Entries taken from a collection
►
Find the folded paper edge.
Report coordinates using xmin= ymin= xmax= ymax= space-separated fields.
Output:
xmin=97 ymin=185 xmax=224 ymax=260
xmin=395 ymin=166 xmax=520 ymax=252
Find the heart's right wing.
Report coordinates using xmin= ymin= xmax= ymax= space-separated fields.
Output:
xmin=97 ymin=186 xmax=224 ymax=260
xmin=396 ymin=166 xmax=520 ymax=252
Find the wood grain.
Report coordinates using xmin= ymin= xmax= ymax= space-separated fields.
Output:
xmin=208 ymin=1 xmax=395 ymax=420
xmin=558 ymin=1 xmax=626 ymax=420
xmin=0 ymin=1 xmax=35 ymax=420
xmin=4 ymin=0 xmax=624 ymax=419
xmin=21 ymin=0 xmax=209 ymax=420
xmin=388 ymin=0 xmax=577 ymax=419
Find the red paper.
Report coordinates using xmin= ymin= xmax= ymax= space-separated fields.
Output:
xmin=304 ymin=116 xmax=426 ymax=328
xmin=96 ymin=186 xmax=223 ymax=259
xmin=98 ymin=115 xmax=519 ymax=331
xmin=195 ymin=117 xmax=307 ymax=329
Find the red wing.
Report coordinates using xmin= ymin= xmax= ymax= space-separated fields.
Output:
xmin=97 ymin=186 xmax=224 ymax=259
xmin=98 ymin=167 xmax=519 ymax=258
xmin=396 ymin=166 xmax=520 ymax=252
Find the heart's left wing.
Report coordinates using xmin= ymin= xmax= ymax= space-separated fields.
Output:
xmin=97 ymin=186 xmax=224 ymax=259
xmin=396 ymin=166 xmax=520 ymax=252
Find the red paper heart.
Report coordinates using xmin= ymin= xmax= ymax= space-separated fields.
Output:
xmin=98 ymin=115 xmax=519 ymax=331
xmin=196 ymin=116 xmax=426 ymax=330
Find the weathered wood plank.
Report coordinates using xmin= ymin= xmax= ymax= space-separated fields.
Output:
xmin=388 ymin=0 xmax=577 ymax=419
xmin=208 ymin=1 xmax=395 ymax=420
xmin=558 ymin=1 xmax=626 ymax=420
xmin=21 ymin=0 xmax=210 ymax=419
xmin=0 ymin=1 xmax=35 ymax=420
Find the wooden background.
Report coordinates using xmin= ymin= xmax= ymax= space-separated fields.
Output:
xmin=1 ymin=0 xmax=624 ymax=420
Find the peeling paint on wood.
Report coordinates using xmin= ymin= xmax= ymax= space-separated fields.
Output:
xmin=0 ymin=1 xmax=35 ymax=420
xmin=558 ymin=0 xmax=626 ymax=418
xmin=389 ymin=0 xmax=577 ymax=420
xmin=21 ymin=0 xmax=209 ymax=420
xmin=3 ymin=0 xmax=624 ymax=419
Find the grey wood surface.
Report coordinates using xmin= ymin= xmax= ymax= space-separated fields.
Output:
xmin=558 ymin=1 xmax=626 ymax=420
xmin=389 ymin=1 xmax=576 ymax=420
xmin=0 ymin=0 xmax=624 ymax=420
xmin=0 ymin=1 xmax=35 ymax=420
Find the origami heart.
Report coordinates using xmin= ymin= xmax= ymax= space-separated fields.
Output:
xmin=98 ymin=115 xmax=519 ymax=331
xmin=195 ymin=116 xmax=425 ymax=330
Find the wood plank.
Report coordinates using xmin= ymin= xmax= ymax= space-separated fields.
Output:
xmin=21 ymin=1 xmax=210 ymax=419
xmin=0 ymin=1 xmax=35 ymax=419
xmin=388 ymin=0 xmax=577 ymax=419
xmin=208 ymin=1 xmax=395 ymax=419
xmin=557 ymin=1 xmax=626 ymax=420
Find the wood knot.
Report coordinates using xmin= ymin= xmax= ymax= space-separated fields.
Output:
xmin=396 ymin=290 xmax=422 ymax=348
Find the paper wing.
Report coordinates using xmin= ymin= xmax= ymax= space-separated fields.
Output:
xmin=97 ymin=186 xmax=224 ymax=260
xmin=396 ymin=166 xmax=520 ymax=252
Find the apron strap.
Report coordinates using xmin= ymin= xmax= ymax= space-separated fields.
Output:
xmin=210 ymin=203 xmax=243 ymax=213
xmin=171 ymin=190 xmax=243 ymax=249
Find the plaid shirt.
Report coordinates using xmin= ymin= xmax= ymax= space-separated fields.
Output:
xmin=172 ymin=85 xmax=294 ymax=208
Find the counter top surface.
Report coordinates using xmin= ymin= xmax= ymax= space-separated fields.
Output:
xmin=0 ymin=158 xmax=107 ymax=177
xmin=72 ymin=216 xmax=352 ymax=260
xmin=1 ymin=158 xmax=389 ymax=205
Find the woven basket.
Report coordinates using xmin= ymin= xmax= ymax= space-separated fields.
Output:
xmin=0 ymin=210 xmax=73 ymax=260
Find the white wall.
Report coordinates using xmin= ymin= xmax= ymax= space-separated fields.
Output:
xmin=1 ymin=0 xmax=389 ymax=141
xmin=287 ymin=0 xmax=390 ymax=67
◄
DIRECTIONS: Please transcribe the entries above exactly as written.

ANSWER BOX:
Find the folded paper edge.
Report coordinates using xmin= ymin= xmax= ymax= space-separated fields.
Output:
xmin=97 ymin=185 xmax=224 ymax=260
xmin=395 ymin=166 xmax=520 ymax=252
Find the heart's right wing.
Report coordinates using xmin= ymin= xmax= ymax= space-separated fields.
Output:
xmin=97 ymin=186 xmax=224 ymax=260
xmin=396 ymin=166 xmax=520 ymax=252
Find the wood grain.
Report coordinates using xmin= ymin= xmax= ymax= space-separated fields.
Output:
xmin=208 ymin=1 xmax=395 ymax=420
xmin=558 ymin=1 xmax=626 ymax=420
xmin=0 ymin=1 xmax=35 ymax=420
xmin=4 ymin=0 xmax=624 ymax=419
xmin=21 ymin=0 xmax=209 ymax=420
xmin=388 ymin=0 xmax=577 ymax=419
Find the red paper.
Report coordinates using xmin= ymin= xmax= ymax= space-separated fields.
Output:
xmin=304 ymin=116 xmax=426 ymax=328
xmin=96 ymin=186 xmax=223 ymax=259
xmin=98 ymin=115 xmax=519 ymax=331
xmin=195 ymin=117 xmax=307 ymax=329
Find the red wing.
Report coordinates using xmin= ymin= xmax= ymax= space-separated fields.
Output:
xmin=97 ymin=186 xmax=224 ymax=259
xmin=98 ymin=167 xmax=519 ymax=258
xmin=396 ymin=166 xmax=520 ymax=252
Find the heart's left wing.
Report coordinates using xmin= ymin= xmax= ymax= space-separated fields.
Output:
xmin=97 ymin=186 xmax=224 ymax=259
xmin=396 ymin=166 xmax=520 ymax=252
Find the red paper heart.
Report coordinates using xmin= ymin= xmax= ymax= space-separated fields.
Output:
xmin=98 ymin=115 xmax=519 ymax=331
xmin=196 ymin=116 xmax=426 ymax=330
Find the weathered wood plank.
Report coordinates using xmin= ymin= xmax= ymax= space-separated fields.
Output:
xmin=388 ymin=0 xmax=577 ymax=419
xmin=208 ymin=1 xmax=395 ymax=420
xmin=558 ymin=1 xmax=626 ymax=420
xmin=21 ymin=0 xmax=210 ymax=419
xmin=0 ymin=1 xmax=35 ymax=420
Find the wooden background.
Report coordinates using xmin= ymin= xmax= ymax= space-separated fields.
Output:
xmin=1 ymin=0 xmax=624 ymax=420
Find the peeling paint on wood.
Report coordinates using xmin= ymin= xmax= ymax= space-separated fields.
Output:
xmin=0 ymin=1 xmax=35 ymax=420
xmin=558 ymin=0 xmax=626 ymax=418
xmin=389 ymin=0 xmax=577 ymax=420
xmin=21 ymin=0 xmax=209 ymax=420
xmin=3 ymin=0 xmax=624 ymax=419
Find the grey wood surface.
Report coordinates using xmin= ymin= xmax= ymax= space-separated fields.
Output:
xmin=558 ymin=1 xmax=626 ymax=420
xmin=389 ymin=1 xmax=576 ymax=420
xmin=0 ymin=0 xmax=624 ymax=420
xmin=0 ymin=1 xmax=35 ymax=420
Find the origami heart.
Report coordinates using xmin= ymin= xmax= ymax= space-separated fields.
Output:
xmin=98 ymin=115 xmax=519 ymax=331
xmin=195 ymin=116 xmax=425 ymax=330
Find the wood plank.
Report coordinates using xmin= ymin= xmax= ymax= space-separated fields.
Output:
xmin=21 ymin=1 xmax=210 ymax=419
xmin=0 ymin=1 xmax=35 ymax=419
xmin=388 ymin=0 xmax=577 ymax=419
xmin=208 ymin=1 xmax=395 ymax=419
xmin=557 ymin=1 xmax=626 ymax=420
Find the wood knot.
Report coordinates using xmin= ymin= xmax= ymax= space-separated fields.
Output:
xmin=396 ymin=290 xmax=422 ymax=348
Find the paper wing.
Report coordinates using xmin= ymin= xmax= ymax= space-separated fields.
Output:
xmin=97 ymin=186 xmax=224 ymax=260
xmin=396 ymin=166 xmax=520 ymax=252
Find the apron strap.
Report coordinates using xmin= ymin= xmax= ymax= space-separated fields.
Output:
xmin=210 ymin=203 xmax=243 ymax=213
xmin=171 ymin=190 xmax=243 ymax=249
Find the plaid shirt.
Report coordinates using xmin= ymin= xmax= ymax= space-separated fields.
Output:
xmin=172 ymin=85 xmax=294 ymax=208
Find the counter top surface.
Report coordinates using xmin= ymin= xmax= ymax= space-separated fields.
Output:
xmin=0 ymin=158 xmax=107 ymax=177
xmin=72 ymin=216 xmax=352 ymax=260
xmin=1 ymin=158 xmax=389 ymax=205
Find the woven basket.
Report coordinates using xmin= ymin= xmax= ymax= space-separated fields.
Output:
xmin=0 ymin=210 xmax=73 ymax=260
Find the white wall.
Report coordinates using xmin= ymin= xmax= ymax= space-separated fields.
Output:
xmin=1 ymin=0 xmax=389 ymax=141
xmin=287 ymin=0 xmax=390 ymax=67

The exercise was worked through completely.